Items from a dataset
[Start of section]
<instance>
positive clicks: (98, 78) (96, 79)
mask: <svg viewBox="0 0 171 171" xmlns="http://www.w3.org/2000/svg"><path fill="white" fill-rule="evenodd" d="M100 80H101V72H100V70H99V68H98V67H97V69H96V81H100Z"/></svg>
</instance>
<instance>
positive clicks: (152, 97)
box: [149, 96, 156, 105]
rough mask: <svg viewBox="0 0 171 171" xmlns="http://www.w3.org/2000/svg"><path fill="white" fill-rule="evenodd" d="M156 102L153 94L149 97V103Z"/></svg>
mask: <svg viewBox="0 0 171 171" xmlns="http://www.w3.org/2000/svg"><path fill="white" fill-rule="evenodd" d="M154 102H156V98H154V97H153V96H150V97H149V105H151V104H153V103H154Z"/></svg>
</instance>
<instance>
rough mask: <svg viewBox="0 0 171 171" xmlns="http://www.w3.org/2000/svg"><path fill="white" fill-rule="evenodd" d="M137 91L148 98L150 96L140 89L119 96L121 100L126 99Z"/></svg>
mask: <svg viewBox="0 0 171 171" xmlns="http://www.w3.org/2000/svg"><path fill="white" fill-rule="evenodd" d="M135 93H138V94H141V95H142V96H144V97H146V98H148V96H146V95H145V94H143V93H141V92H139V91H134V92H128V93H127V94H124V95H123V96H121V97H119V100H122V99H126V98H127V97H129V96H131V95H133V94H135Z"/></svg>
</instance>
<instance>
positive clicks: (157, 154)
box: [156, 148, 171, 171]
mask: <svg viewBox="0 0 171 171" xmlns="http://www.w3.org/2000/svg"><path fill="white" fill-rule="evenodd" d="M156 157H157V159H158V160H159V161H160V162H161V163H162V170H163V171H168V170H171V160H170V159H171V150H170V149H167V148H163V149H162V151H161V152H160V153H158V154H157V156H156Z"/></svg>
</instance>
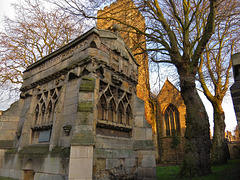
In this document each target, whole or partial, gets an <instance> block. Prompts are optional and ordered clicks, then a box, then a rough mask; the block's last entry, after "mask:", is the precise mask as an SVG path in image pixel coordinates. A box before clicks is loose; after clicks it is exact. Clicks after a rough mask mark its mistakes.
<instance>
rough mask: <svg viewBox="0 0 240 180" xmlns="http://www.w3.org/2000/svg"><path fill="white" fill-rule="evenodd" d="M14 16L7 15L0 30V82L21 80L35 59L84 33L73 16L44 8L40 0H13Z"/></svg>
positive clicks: (64, 13) (51, 9)
mask: <svg viewBox="0 0 240 180" xmlns="http://www.w3.org/2000/svg"><path fill="white" fill-rule="evenodd" d="M13 6H14V8H15V14H16V16H15V18H14V19H10V18H8V17H5V21H4V23H5V24H4V28H5V30H4V31H3V32H0V52H1V57H0V71H1V74H0V83H1V84H2V85H3V84H5V83H9V82H10V83H13V84H14V83H15V84H21V83H22V81H23V78H22V72H23V71H24V70H25V69H26V68H27V67H28V66H29V65H31V64H32V63H34V62H36V61H37V60H39V59H41V58H43V57H44V56H46V55H48V54H50V53H51V52H53V51H55V50H57V49H58V48H60V47H62V46H63V45H65V44H67V43H69V42H70V41H71V40H73V39H74V38H76V37H77V36H78V35H79V34H80V33H81V28H82V26H81V25H80V24H79V23H77V22H78V21H77V20H75V17H74V16H71V15H69V14H66V13H65V12H63V11H62V10H61V9H59V8H58V9H57V8H55V9H44V6H43V5H42V3H41V2H40V1H39V0H34V1H32V0H23V1H19V2H18V3H16V4H13Z"/></svg>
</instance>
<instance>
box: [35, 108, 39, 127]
mask: <svg viewBox="0 0 240 180" xmlns="http://www.w3.org/2000/svg"><path fill="white" fill-rule="evenodd" d="M38 116H39V105H37V107H36V109H35V125H36V124H38Z"/></svg>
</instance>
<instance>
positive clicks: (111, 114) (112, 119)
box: [108, 98, 116, 122]
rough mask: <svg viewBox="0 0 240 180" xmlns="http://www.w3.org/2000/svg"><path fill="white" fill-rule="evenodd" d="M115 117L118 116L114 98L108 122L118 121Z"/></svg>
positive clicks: (108, 110)
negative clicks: (109, 121)
mask: <svg viewBox="0 0 240 180" xmlns="http://www.w3.org/2000/svg"><path fill="white" fill-rule="evenodd" d="M115 116H116V103H115V101H114V99H113V98H112V99H111V100H110V102H109V107H108V121H111V122H115V119H116V118H115Z"/></svg>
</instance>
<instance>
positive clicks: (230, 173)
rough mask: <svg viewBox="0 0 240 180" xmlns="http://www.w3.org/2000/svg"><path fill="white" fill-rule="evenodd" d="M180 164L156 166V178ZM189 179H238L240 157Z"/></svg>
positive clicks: (174, 171) (2, 179)
mask: <svg viewBox="0 0 240 180" xmlns="http://www.w3.org/2000/svg"><path fill="white" fill-rule="evenodd" d="M179 170H180V166H163V167H162V166H158V167H157V178H158V179H159V180H175V179H178V178H177V177H176V175H177V173H178V171H179ZM0 180H15V179H11V178H4V177H0ZM181 180H190V178H181ZM191 180H240V159H235V160H229V162H228V164H225V165H221V166H213V167H212V174H210V175H207V176H202V177H198V178H192V179H191Z"/></svg>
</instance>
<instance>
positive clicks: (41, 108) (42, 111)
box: [40, 103, 46, 124]
mask: <svg viewBox="0 0 240 180" xmlns="http://www.w3.org/2000/svg"><path fill="white" fill-rule="evenodd" d="M45 110H46V106H45V103H43V104H42V108H41V115H42V117H41V122H40V124H41V123H44V118H45Z"/></svg>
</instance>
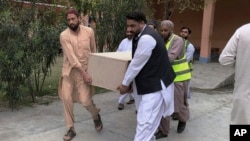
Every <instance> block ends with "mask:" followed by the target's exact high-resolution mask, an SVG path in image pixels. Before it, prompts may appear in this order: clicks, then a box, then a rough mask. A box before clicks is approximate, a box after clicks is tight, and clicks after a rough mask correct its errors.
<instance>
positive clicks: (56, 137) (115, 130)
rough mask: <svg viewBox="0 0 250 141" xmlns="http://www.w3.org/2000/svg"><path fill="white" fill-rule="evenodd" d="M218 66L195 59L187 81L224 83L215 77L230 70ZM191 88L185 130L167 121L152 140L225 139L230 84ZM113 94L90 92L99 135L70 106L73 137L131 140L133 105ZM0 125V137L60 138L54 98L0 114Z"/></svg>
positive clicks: (78, 137) (31, 140)
mask: <svg viewBox="0 0 250 141" xmlns="http://www.w3.org/2000/svg"><path fill="white" fill-rule="evenodd" d="M200 66H203V67H200ZM211 67H213V68H211ZM220 67H221V66H220V65H219V64H218V63H217V64H213V63H211V64H210V63H209V64H201V63H195V64H194V70H195V69H196V70H195V71H194V77H196V78H197V79H194V80H196V82H192V85H193V84H196V83H198V82H197V81H200V82H199V83H202V84H203V85H207V86H206V87H208V86H210V84H213V85H211V86H212V87H217V86H218V85H221V84H222V83H224V84H227V83H228V82H225V81H228V78H223V79H221V80H220V79H219V77H225V76H224V75H225V74H228V77H230V76H231V75H232V73H233V71H229V70H230V69H228V68H226V67H221V68H220ZM218 68H220V71H218V70H217V69H218ZM198 69H202V70H198ZM211 70H216V71H214V73H213V75H210V74H211V73H212V72H210V71H211ZM206 71H208V72H206ZM198 72H202V75H204V76H199V75H200V74H199V73H198ZM220 73H223V74H220ZM230 73H231V74H230ZM205 75H206V77H205ZM213 78H214V79H213ZM222 80H223V81H224V82H223V81H222ZM207 81H211V82H207ZM212 81H213V82H212ZM230 81H231V80H230ZM214 83H215V84H214ZM200 85H201V84H200ZM192 88H194V89H193V90H192V97H191V99H189V104H190V113H191V118H190V120H189V121H188V122H187V126H186V129H185V131H184V132H183V133H182V134H178V133H177V132H176V128H177V121H171V125H170V133H169V136H168V137H167V138H163V139H159V140H158V141H166V140H167V141H182V140H183V141H228V140H229V123H230V111H231V98H232V88H231V87H230V86H229V87H227V88H225V89H214V90H211V89H209V88H206V90H198V88H197V87H194V86H192ZM118 95H119V94H118V93H117V92H108V93H103V94H97V95H95V96H94V100H95V103H96V104H97V106H98V107H100V108H101V116H102V120H103V124H104V128H103V131H101V132H100V133H96V131H95V130H94V126H93V121H92V119H91V116H90V114H89V113H88V112H87V111H86V110H85V109H83V108H82V107H81V106H80V104H75V110H74V113H75V128H76V131H77V136H76V137H75V138H74V139H73V141H132V140H133V137H134V134H135V127H136V114H135V107H134V104H132V105H125V109H124V110H122V111H119V110H117V99H118ZM0 125H1V126H0V137H1V138H0V140H1V141H17V140H18V141H61V140H62V137H63V135H64V134H65V133H66V131H67V129H66V128H65V124H64V119H63V111H62V103H61V101H60V100H56V101H55V102H53V103H51V104H49V105H35V106H34V107H33V108H29V107H25V108H22V109H20V110H18V111H14V112H11V111H5V112H0Z"/></svg>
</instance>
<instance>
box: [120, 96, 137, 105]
mask: <svg viewBox="0 0 250 141" xmlns="http://www.w3.org/2000/svg"><path fill="white" fill-rule="evenodd" d="M127 96H129V100H132V99H134V96H133V93H126V94H122V95H120V97H119V100H118V103H121V104H124V103H125V99H126V98H127Z"/></svg>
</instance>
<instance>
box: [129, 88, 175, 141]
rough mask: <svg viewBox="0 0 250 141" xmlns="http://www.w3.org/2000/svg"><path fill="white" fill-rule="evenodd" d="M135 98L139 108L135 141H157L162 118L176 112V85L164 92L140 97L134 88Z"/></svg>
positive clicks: (138, 111) (164, 91)
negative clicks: (158, 131) (158, 130)
mask: <svg viewBox="0 0 250 141" xmlns="http://www.w3.org/2000/svg"><path fill="white" fill-rule="evenodd" d="M133 88H135V89H134V98H135V102H136V107H137V127H136V134H135V138H134V141H155V137H154V133H155V132H156V130H157V129H158V126H159V124H160V121H161V118H162V117H165V116H170V115H171V114H172V113H173V112H174V84H173V83H172V84H171V85H169V86H168V87H167V88H166V87H165V85H164V84H163V83H162V88H163V89H162V90H161V91H157V92H154V93H149V94H145V95H138V94H137V91H136V87H135V86H134V87H133Z"/></svg>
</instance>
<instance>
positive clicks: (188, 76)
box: [166, 35, 192, 82]
mask: <svg viewBox="0 0 250 141" xmlns="http://www.w3.org/2000/svg"><path fill="white" fill-rule="evenodd" d="M175 36H176V35H172V36H171V37H170V40H169V41H168V42H167V44H166V49H167V50H169V49H170V46H171V45H172V42H173V39H174V38H175ZM183 48H184V51H186V49H185V46H183ZM172 67H173V69H174V72H175V74H176V77H175V79H174V82H180V81H185V80H189V79H191V78H192V74H191V69H190V66H189V64H188V62H187V56H186V53H184V55H183V57H182V58H180V59H176V60H174V62H172Z"/></svg>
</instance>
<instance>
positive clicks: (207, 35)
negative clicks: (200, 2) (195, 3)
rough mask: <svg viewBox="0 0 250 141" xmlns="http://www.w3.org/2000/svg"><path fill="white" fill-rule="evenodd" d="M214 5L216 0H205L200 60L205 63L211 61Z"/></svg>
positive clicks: (200, 48)
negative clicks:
[End of section]
- _EXERCISE_: Copy all lines of the records that have the string "target" in them.

- _EXERCISE RESPONSE_:
In this document each target, whole or partial, gets an <instance> block. Prompts are optional and ordered clicks, then a box, then a rough mask; the block's last entry, after "mask:", is the precise mask as an SVG path in image pixel coordinates. A box before clicks is loose; after clicks it is exact. Clicks after a rough mask mark its mistakes.
Every <instance> block ends with "mask:" followed by the target's exact high-resolution mask, an SVG path in image pixels. Before it, prompts may appear in this order: clicks, then a box, then a rough mask. A box before clicks is approximate, a box after clicks is tight, and clicks after a rough mask correct its errors.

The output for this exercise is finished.